→ **TASK GOAL**
Each record must appear in your answer exactly as it does below.

:: MATERIAL FOR THE TASK

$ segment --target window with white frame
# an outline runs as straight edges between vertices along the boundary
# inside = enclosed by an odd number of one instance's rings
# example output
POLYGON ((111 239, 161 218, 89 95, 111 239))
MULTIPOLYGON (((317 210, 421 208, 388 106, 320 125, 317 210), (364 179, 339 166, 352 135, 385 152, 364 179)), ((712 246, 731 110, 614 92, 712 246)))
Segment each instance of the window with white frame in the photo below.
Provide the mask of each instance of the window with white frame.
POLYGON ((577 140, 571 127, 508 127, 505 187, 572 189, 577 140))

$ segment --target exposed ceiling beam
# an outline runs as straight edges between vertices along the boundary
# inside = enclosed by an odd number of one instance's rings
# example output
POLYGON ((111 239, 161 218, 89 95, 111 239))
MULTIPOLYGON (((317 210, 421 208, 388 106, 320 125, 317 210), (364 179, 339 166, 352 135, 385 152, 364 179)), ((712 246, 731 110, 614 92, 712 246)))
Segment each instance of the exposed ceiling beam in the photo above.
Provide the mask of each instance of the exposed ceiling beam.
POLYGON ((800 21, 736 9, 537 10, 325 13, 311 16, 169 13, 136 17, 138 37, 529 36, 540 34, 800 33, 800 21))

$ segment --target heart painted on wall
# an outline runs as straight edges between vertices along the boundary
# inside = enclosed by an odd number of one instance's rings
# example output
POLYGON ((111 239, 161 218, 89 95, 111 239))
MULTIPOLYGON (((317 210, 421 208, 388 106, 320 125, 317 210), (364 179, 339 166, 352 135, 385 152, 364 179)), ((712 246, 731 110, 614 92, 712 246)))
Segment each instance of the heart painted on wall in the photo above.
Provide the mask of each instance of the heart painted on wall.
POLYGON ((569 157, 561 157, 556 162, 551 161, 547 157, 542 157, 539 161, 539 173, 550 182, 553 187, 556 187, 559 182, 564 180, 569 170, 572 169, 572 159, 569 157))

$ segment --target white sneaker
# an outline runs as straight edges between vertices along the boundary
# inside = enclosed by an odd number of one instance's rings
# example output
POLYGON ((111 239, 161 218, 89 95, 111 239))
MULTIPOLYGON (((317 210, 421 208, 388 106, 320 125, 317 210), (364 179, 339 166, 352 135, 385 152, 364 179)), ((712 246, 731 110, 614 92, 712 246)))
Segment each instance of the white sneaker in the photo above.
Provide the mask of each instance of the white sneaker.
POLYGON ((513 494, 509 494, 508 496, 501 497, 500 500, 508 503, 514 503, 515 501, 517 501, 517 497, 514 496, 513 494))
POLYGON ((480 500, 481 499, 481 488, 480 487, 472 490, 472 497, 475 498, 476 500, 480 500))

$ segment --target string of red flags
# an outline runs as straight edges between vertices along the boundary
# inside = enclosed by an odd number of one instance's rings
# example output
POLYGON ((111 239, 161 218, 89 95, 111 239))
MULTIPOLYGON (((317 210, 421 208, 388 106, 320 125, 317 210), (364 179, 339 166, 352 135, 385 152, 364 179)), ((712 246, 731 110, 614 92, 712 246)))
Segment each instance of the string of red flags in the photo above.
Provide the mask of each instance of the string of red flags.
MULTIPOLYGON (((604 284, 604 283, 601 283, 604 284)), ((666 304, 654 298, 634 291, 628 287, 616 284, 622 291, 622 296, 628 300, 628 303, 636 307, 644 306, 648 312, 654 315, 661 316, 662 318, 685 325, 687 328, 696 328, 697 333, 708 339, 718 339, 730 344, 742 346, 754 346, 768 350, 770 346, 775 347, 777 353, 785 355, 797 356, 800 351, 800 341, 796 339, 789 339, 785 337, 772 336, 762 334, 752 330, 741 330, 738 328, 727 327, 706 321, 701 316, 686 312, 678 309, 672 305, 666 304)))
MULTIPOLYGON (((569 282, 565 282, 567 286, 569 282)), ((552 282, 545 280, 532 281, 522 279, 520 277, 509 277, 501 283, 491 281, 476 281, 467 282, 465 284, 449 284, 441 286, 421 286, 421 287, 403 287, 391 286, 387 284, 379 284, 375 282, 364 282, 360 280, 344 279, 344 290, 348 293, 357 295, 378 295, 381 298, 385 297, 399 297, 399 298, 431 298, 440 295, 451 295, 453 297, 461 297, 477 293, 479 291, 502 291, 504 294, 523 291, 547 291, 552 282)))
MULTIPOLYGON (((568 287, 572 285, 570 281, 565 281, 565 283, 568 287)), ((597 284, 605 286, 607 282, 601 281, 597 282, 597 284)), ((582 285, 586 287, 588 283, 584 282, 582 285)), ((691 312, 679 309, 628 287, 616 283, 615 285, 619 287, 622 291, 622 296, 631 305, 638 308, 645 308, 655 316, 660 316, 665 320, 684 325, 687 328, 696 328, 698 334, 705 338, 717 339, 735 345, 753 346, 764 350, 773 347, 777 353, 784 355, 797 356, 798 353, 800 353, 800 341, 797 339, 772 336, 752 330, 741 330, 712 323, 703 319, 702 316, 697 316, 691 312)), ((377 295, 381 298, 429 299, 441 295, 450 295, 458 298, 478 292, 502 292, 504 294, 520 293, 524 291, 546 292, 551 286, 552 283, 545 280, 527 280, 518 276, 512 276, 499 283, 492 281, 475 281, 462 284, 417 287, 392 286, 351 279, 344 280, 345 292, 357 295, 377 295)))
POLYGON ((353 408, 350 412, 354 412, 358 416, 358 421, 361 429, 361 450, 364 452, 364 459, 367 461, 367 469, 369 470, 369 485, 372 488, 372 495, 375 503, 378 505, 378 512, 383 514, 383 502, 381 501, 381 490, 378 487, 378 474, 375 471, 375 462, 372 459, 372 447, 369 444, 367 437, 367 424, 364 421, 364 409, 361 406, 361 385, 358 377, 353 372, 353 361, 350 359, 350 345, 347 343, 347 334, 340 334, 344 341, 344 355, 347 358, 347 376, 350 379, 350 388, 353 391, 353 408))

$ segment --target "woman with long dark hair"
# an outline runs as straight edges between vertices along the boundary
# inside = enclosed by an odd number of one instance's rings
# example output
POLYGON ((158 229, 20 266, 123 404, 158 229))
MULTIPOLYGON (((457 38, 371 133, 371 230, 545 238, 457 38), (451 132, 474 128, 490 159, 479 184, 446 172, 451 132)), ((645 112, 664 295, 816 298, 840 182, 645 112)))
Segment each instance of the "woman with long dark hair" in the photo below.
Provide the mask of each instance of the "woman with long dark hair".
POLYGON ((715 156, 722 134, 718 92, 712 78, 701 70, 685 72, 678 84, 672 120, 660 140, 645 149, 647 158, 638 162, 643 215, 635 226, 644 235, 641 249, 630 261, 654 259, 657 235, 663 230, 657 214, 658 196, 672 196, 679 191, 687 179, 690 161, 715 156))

::::

→ **ANSWER BOX**
$ segment --target window with white frame
# an outline runs as straight edges between vertices along the boundary
# inside = enclosed by an odd number of one instance's rings
# example output
POLYGON ((111 239, 161 218, 89 95, 111 239))
MULTIPOLYGON (((317 210, 421 208, 388 106, 320 125, 317 210), (364 179, 339 166, 352 135, 385 152, 364 179)), ((712 246, 731 110, 614 92, 712 246)))
Segment each instance of the window with white frame in the photo below.
Provide the mask of each instance of the window with white frame.
POLYGON ((577 140, 571 127, 508 127, 505 187, 572 189, 577 140))

$ segment --target exposed ceiling beam
# an outline runs as straight edges between vertices along the boundary
# inside = enclosed by an odd number of one instance's rings
# example output
POLYGON ((111 239, 161 218, 89 95, 111 239))
MULTIPOLYGON (((317 210, 421 208, 388 106, 320 125, 317 210), (364 179, 339 166, 352 135, 385 152, 364 179)), ((712 246, 731 110, 614 92, 712 246)))
Segment each instance of the exposed ceiling beam in the photo above.
Provide the mask of each instance of the exposed ceiling beam.
POLYGON ((800 21, 736 9, 537 10, 325 13, 311 16, 169 13, 136 17, 138 37, 529 36, 540 34, 800 33, 800 21))

$ segment --target heart painted on wall
# an outline runs as straight edges between vertices along the boundary
# inside = enclosed by an odd number of one instance's rings
# example output
POLYGON ((111 239, 161 218, 89 95, 111 239))
MULTIPOLYGON (((317 210, 421 208, 388 106, 320 125, 317 210), (364 179, 339 166, 352 135, 385 152, 364 179)), ((712 246, 731 110, 614 92, 712 246)))
Segment each instance of the heart painted on wall in the photo above.
Provide the mask of each instance of the heart painted on wall.
POLYGON ((569 157, 561 157, 556 162, 551 161, 547 157, 542 157, 539 161, 539 173, 550 182, 553 187, 556 187, 559 182, 564 180, 569 170, 572 169, 572 159, 569 157))

$ segment --target white sneaker
# an outline runs as straight edges between vertices along the boundary
# inside = enclosed by an odd number of one instance's rings
# example output
POLYGON ((111 239, 161 218, 89 95, 111 239))
MULTIPOLYGON (((317 210, 421 208, 388 106, 320 125, 317 210), (364 179, 339 166, 352 135, 385 152, 364 179)), ((712 246, 731 110, 614 92, 712 246)))
Segment each instance of the white sneaker in the photo above.
Provide the mask of each instance of the white sneaker.
POLYGON ((513 494, 509 494, 508 496, 501 497, 500 500, 508 503, 514 503, 515 501, 517 501, 517 497, 514 496, 513 494))
POLYGON ((480 500, 481 499, 481 488, 480 487, 472 490, 472 497, 475 498, 476 500, 480 500))

$ segment --target string of red flags
# an outline runs as straight edges between vertices along the boundary
# inside = enclosed by an odd number of one instance's rings
# example output
POLYGON ((111 239, 161 218, 89 95, 111 239))
MULTIPOLYGON (((317 210, 421 208, 388 106, 320 125, 317 210), (364 179, 339 166, 352 135, 385 152, 364 179)), ((712 246, 731 110, 614 92, 712 246)))
Segment each instance of the string of red flags in the photo above.
Provide the mask of each instance of the string of red flags.
MULTIPOLYGON (((604 284, 604 283, 601 283, 604 284)), ((666 304, 654 298, 634 291, 628 287, 616 284, 622 291, 622 296, 628 300, 628 303, 636 307, 644 306, 648 312, 654 315, 661 316, 662 318, 685 325, 687 328, 696 328, 697 333, 708 339, 718 339, 730 344, 742 346, 754 346, 768 350, 770 346, 775 347, 777 353, 785 355, 797 356, 800 351, 800 341, 796 339, 789 339, 785 337, 772 336, 762 334, 752 330, 741 330, 738 328, 727 327, 706 321, 701 316, 686 312, 678 309, 672 305, 666 304)))
MULTIPOLYGON (((569 282, 565 282, 567 286, 569 282)), ((552 282, 545 280, 532 281, 522 279, 520 277, 509 277, 501 283, 491 281, 476 281, 467 282, 465 284, 449 284, 441 286, 421 286, 421 287, 403 287, 391 286, 387 284, 379 284, 375 282, 364 282, 360 280, 344 279, 344 290, 348 293, 357 295, 378 295, 381 298, 385 297, 399 297, 399 298, 431 298, 440 295, 451 295, 453 297, 461 297, 477 293, 479 291, 502 291, 504 294, 523 291, 547 291, 552 282)))
MULTIPOLYGON (((568 287, 572 285, 570 281, 565 281, 565 283, 568 287)), ((597 284, 605 286, 607 282, 601 281, 597 282, 597 284)), ((582 285, 586 287, 588 283, 584 282, 582 285)), ((691 312, 679 309, 628 287, 616 283, 615 285, 619 287, 622 291, 622 296, 631 305, 638 308, 645 308, 655 316, 660 316, 665 320, 684 325, 687 328, 696 328, 698 334, 705 338, 717 339, 735 345, 753 346, 764 350, 773 347, 777 353, 784 355, 797 356, 798 353, 800 353, 800 341, 797 339, 772 336, 752 330, 741 330, 712 323, 703 319, 702 316, 697 316, 691 312)), ((377 295, 381 298, 429 299, 441 295, 450 295, 458 298, 478 292, 502 292, 504 294, 520 293, 524 291, 546 292, 551 286, 552 283, 545 280, 527 280, 518 276, 512 276, 499 283, 492 281, 475 281, 462 284, 417 287, 392 286, 351 279, 344 280, 345 292, 357 295, 377 295)))
POLYGON ((353 408, 350 412, 354 412, 358 416, 358 421, 361 429, 361 450, 364 452, 364 459, 367 461, 367 469, 369 470, 369 485, 372 488, 372 495, 375 503, 378 505, 378 512, 383 514, 383 502, 381 501, 381 490, 378 487, 378 474, 375 471, 375 462, 372 459, 372 447, 369 444, 367 437, 367 424, 364 421, 364 409, 361 406, 361 385, 358 377, 353 372, 353 361, 350 359, 350 345, 347 343, 347 334, 340 334, 344 341, 344 355, 347 358, 347 376, 350 379, 350 388, 353 391, 353 408))

$ segment --target "woman with long dark hair"
# an outline runs as straight edges between vertices along the boundary
# inside = enclosed by an odd number of one instance's rings
# example output
POLYGON ((158 229, 20 266, 123 404, 158 229))
MULTIPOLYGON (((457 38, 371 133, 371 230, 545 238, 457 38), (451 132, 474 128, 490 159, 479 184, 446 172, 451 132)), ((645 112, 664 295, 816 298, 840 182, 645 112)))
Segment each instance of the "woman with long dark hair" in the photo below.
Provide the mask of each instance of the "woman with long dark hair".
POLYGON ((715 156, 722 134, 718 92, 712 78, 701 70, 685 72, 678 84, 672 120, 660 140, 645 149, 647 158, 638 162, 643 215, 635 226, 644 235, 641 249, 630 261, 654 259, 657 235, 663 230, 657 214, 658 196, 672 196, 679 191, 687 179, 690 161, 715 156))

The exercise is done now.